The initial approach to treatment of posterior impingement is conservative, with treatment that consists of a period of rest from activities requiring ankle plantar flexion, mobilization of subtalar, talocrural and mid-foot joints, soft tissue treatment of FHL and ankle/calf strengthening as indicated. To help with pain relief, NSAIDs or an ultrasound guided corticosteroid injection around the area of maximal tenderness may also be used with a lateral approach (due to the neurovascular bundle on the medial aspect of the ankle).
In cases where the symptoms are manageable, and the athlete chooses to continue playing (ie middle of the season), tape can be useful to restrict end of range plantar flexion. These athletes will still often require a period of rest at a later stage (ie either end of season or when symptoms become too restrictive for them to continue) for symptoms to fully settle. Overall, it has been reported that close to 60-70% of PAIS cases can be resolved with conservative treatment alone(3).
Returning to activities requiring plantar flexion should be guided by findings of clinical examination. Once an athlete has no pain on active or passive plantar flexion, this movement can be gradually recommenced. Athletes whose sports require forced plantar flexion – eg kicking a football and cricket fast bowling – should be symptom free on the posterior impingement test with over pressure before they recommence these activities. The timeframe for this is variable and may be six weeks or even longer.
For athletes who do not respond to conservative treatment and have persistent symptoms, surgery is indicated. The goal of surgery is to excise and/or debride the causative anatomy. This may involve excision of the trigonal process or os trigonum as well as debridement of the surrounding soft tissue structures and hypertrophic tissue(4). Historically this was done through an open procedure; more recently however, endoscopic approaches have become more popular due to a lower complication rate and faster return to sport(4). Operative treatment of dancers and soccer players shows excellent results with close to 80-90% describing good to excellent results(2,3).

- **Required actions**
1. Reproduce the ankle impingement text starting with "For athletes who" and going on through "to excellent results(2,3).", swapping "endoscopic" for "arthroscopic".
2. Answer these questions from the ankle impingement text.
(a) What share of PAIS cases is reported to resolve with conservative treatment alone?
(b) From which side is a corticosteroid injection given?
(c) What share of operated dancers and soccer players describe good to excellent results?

- **Dataset records**

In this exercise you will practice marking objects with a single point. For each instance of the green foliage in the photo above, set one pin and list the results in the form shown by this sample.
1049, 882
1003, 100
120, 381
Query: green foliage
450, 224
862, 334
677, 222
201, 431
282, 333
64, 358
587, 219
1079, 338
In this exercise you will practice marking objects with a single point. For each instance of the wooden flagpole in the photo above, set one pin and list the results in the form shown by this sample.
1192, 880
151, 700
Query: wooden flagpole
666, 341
--
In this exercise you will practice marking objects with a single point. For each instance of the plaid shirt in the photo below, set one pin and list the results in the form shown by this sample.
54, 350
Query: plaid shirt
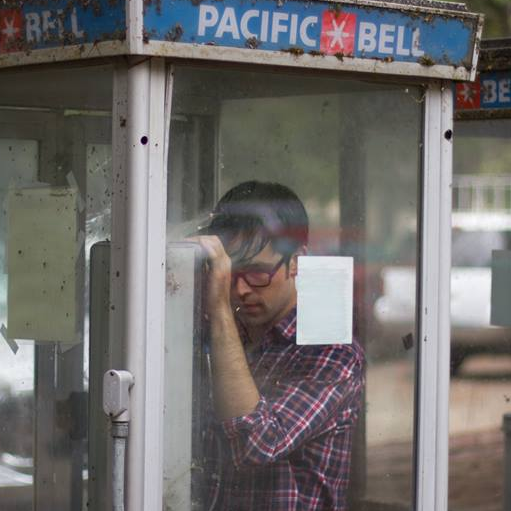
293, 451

- **Task-by-task solutions**
1.
For athletes who do not respond to conservative treatment and have persistent symptoms, surgery is indicated. The goal of surgery is to excise and/or debride the causative anatomy. This may involve excision of the trigonal process or os trigonum as well as debridement of the surrounding soft tissue structures and hypertrophic tissue(4). Historically this was done through an open procedure; more recently however, arthroscopic approaches have become more popular due to a lower complication rate and faster return to sport(4). Operative treatment of dancers and soccer players shows excellent results with close to 80-90% describing good to excellent results(2,3).

2.
(a) Close to 60-70%.
(b) A lateral approach.
(c) Close to 80-90%.